● Task instructions: Gather every line from the rows below that contains the word "covered", and copy each one in full.
══ Task inputs ══
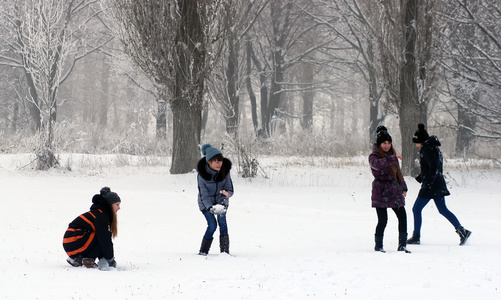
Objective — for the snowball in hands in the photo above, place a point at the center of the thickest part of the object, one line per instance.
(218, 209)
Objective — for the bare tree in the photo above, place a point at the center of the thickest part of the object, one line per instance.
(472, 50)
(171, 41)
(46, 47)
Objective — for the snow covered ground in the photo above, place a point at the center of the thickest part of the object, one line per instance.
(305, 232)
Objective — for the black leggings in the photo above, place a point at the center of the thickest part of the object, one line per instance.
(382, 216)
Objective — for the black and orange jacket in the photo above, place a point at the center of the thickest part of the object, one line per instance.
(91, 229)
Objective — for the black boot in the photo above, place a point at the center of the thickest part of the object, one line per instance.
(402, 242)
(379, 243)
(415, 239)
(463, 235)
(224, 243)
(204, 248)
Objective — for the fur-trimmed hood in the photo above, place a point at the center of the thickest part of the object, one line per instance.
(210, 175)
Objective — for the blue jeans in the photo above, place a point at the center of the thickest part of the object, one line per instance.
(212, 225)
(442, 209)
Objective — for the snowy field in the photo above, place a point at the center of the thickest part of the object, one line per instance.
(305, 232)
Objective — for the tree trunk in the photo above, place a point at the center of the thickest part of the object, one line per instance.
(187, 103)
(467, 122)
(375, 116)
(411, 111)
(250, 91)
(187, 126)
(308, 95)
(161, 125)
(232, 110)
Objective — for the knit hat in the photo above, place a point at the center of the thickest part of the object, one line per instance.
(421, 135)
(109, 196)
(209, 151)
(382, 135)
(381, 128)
═══
══ Task inputs ══
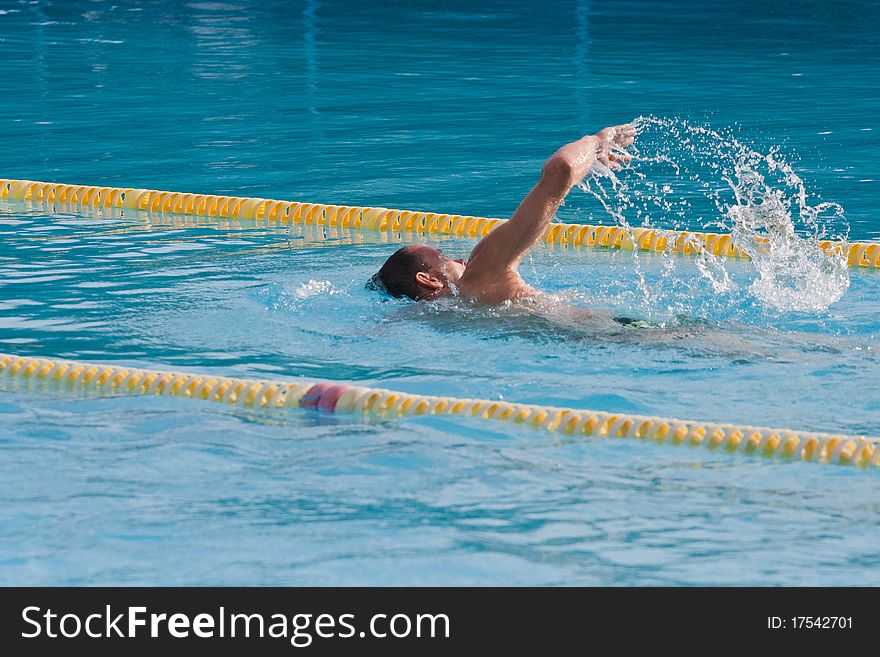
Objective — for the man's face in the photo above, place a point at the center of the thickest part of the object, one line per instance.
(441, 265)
═══
══ Task inputs ══
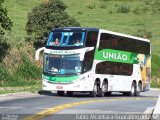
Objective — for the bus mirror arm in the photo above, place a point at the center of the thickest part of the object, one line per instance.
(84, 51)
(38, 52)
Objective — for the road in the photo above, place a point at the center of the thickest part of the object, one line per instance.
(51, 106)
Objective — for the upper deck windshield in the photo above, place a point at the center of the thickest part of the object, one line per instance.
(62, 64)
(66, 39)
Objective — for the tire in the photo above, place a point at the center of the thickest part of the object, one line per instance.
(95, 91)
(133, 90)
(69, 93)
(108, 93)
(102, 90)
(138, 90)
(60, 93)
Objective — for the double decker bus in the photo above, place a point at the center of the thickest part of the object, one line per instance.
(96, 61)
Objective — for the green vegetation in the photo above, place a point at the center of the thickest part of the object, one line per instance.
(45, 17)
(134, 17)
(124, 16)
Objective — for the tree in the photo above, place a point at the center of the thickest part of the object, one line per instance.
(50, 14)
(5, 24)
═══
● Exercise solution:
Objective — for the snow covered ground in the photo above, place a point at the center of the thickest part of the object, one line per instance.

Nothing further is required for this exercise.